[Point-per-instance localization data]
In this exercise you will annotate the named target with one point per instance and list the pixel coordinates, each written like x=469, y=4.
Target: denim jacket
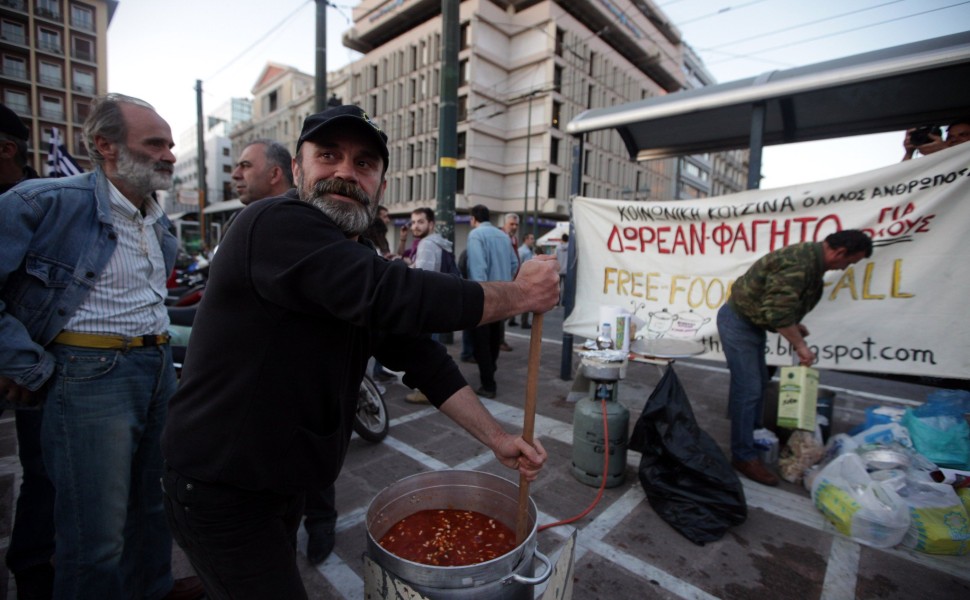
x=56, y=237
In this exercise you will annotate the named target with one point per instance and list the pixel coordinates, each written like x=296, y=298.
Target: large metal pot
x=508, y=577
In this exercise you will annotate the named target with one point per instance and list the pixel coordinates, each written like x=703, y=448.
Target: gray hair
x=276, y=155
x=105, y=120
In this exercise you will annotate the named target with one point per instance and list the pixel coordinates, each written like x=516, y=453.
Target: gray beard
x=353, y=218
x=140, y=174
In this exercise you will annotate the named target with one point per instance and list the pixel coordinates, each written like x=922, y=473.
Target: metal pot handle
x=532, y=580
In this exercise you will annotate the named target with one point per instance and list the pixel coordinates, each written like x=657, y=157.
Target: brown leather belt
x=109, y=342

How to complete this task:
Repeat, word for word, each of the records, omitting any image they hold.

Response to the exercise:
In this exercise you will annotate the named target with one point per instance and list the pixel coordinates, each written like x=469, y=4.
Target: denim jacket
x=56, y=237
In this exercise you will annotate the named target with one point per instance and list the pixel coordinates, each written like x=296, y=298.
Target: large metal pot
x=508, y=577
In this exercise you will annotate the named target with one point per instance and list the pixel coordinates, each written like x=703, y=448.
Target: gray hair
x=276, y=155
x=105, y=120
In this exercise you will annotate the named target with one point per instance and list the pixel coordinates, each written like x=516, y=453.
Target: gray beard
x=353, y=218
x=140, y=174
In this exercise you will annotate the named target with one point per instance and list the pixel coordinates, each written like x=922, y=473.
Target: metal pot handle
x=532, y=580
In this exercise you will annotate the named target with one point per instance and list the pixel coordinates, each written like x=657, y=157.
Target: brown leather belt
x=109, y=342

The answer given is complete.